» Your goal:
Repeat the full listing, word for word.

---- Provided records

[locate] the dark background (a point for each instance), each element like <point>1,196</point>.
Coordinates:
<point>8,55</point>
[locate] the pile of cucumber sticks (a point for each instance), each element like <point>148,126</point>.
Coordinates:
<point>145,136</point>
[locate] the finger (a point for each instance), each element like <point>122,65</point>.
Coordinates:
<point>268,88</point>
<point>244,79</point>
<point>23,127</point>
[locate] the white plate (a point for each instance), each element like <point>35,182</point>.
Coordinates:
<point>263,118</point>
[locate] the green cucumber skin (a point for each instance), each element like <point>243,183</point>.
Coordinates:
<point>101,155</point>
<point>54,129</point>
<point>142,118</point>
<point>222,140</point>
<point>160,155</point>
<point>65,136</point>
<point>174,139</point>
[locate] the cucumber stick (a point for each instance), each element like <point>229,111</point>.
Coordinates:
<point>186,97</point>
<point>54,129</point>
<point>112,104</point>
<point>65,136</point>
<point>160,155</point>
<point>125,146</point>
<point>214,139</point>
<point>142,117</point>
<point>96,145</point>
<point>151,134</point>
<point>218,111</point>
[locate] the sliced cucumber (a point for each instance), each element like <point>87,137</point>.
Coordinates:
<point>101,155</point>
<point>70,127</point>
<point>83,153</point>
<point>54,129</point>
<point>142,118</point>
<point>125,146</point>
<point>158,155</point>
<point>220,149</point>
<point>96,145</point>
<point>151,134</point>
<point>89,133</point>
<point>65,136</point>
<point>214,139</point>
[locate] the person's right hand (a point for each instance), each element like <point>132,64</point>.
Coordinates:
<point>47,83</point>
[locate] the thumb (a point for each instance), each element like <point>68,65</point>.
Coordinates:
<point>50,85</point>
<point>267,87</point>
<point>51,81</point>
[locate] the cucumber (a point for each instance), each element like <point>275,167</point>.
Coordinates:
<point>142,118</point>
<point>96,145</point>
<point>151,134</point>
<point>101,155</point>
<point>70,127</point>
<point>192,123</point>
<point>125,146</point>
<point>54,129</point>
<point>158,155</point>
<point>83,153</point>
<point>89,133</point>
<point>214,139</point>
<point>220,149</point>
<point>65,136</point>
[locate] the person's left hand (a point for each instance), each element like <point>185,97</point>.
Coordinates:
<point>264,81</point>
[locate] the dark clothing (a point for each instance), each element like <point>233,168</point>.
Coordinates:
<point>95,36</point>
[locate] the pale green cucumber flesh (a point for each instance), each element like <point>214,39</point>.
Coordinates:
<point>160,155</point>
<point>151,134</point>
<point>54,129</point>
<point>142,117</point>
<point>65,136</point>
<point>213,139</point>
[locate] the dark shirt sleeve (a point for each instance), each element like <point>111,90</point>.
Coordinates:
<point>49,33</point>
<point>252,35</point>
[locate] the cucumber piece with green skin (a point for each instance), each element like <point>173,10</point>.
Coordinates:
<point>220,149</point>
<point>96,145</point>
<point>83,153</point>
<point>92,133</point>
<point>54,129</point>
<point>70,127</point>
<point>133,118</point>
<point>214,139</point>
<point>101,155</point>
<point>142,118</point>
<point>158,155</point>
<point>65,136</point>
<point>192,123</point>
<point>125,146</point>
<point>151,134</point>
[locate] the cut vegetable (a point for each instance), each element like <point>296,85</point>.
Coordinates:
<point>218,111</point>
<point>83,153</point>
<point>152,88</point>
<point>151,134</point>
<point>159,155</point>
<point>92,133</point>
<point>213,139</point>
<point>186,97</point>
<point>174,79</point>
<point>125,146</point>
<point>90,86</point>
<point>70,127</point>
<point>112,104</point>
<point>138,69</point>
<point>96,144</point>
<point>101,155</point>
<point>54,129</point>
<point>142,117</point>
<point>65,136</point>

--------

» Exercise result:
[locate] the dark background (a point for each instance), each element like <point>1,196</point>.
Coordinates:
<point>8,55</point>
[locate] the pile of cucumber sticks (a point for each instance), each element like <point>148,126</point>.
Coordinates:
<point>145,136</point>
[locate] the finger (a point for each instance), each element like <point>122,65</point>.
Coordinates:
<point>268,88</point>
<point>244,79</point>
<point>23,127</point>
[locate] the white plate (a point for each instance), each element like <point>35,182</point>.
Coordinates:
<point>263,118</point>
[locate] the green cucumber skin (a point for each instance), each element like <point>243,183</point>.
Coordinates:
<point>101,155</point>
<point>54,129</point>
<point>142,118</point>
<point>222,140</point>
<point>160,155</point>
<point>65,136</point>
<point>174,139</point>
[locate] the cucumber stick (a point for each instance), each element like <point>229,111</point>.
Coordinates:
<point>186,97</point>
<point>54,129</point>
<point>112,104</point>
<point>65,136</point>
<point>160,155</point>
<point>125,146</point>
<point>214,139</point>
<point>142,117</point>
<point>96,145</point>
<point>151,134</point>
<point>218,111</point>
[locate] the sliced cucumber (a point for each instance), each element like <point>87,137</point>.
Coordinates:
<point>101,155</point>
<point>70,127</point>
<point>83,153</point>
<point>54,129</point>
<point>142,118</point>
<point>125,146</point>
<point>158,155</point>
<point>220,149</point>
<point>96,145</point>
<point>151,134</point>
<point>89,133</point>
<point>65,136</point>
<point>214,139</point>
[locate] the person's right hand (a point for each instance), each element like <point>132,64</point>.
Coordinates:
<point>47,83</point>
[locate] the thumb (a point for each instance), each element like <point>68,65</point>.
Coordinates:
<point>50,85</point>
<point>267,87</point>
<point>51,81</point>
[locate] the cucumber (a point for each instance), each element like <point>275,167</point>.
Coordinates:
<point>142,118</point>
<point>96,145</point>
<point>151,134</point>
<point>101,155</point>
<point>70,127</point>
<point>192,123</point>
<point>125,146</point>
<point>54,129</point>
<point>158,155</point>
<point>83,153</point>
<point>89,133</point>
<point>214,139</point>
<point>220,149</point>
<point>65,136</point>
[locate] the person's left hand (a point for each instance), each element like <point>185,97</point>.
Coordinates:
<point>264,81</point>
[locate] the dark clothing (a point for each instance), each element like <point>233,168</point>.
Coordinates:
<point>95,36</point>
[locate] the pale green cucumber flesh (a point for each instance), each element like <point>214,39</point>.
Coordinates:
<point>160,155</point>
<point>151,134</point>
<point>54,129</point>
<point>142,117</point>
<point>65,136</point>
<point>213,139</point>
[locate] the dark shirt sleeve (a point for each instance), each element like <point>111,90</point>.
Coordinates:
<point>49,33</point>
<point>252,35</point>
[locate] the cucumber piece with green skin (a point for each instance), each element like <point>173,10</point>.
Coordinates:
<point>220,149</point>
<point>96,145</point>
<point>83,153</point>
<point>92,133</point>
<point>54,129</point>
<point>70,127</point>
<point>133,118</point>
<point>214,139</point>
<point>101,155</point>
<point>142,118</point>
<point>158,155</point>
<point>65,136</point>
<point>192,123</point>
<point>125,146</point>
<point>151,134</point>
[locate] the cut vegetable (a point for each instance), each element like <point>296,85</point>.
Coordinates:
<point>218,111</point>
<point>83,153</point>
<point>152,88</point>
<point>151,134</point>
<point>159,155</point>
<point>92,133</point>
<point>213,139</point>
<point>186,97</point>
<point>174,79</point>
<point>125,146</point>
<point>90,86</point>
<point>70,127</point>
<point>112,104</point>
<point>138,69</point>
<point>96,144</point>
<point>101,155</point>
<point>54,129</point>
<point>142,117</point>
<point>65,136</point>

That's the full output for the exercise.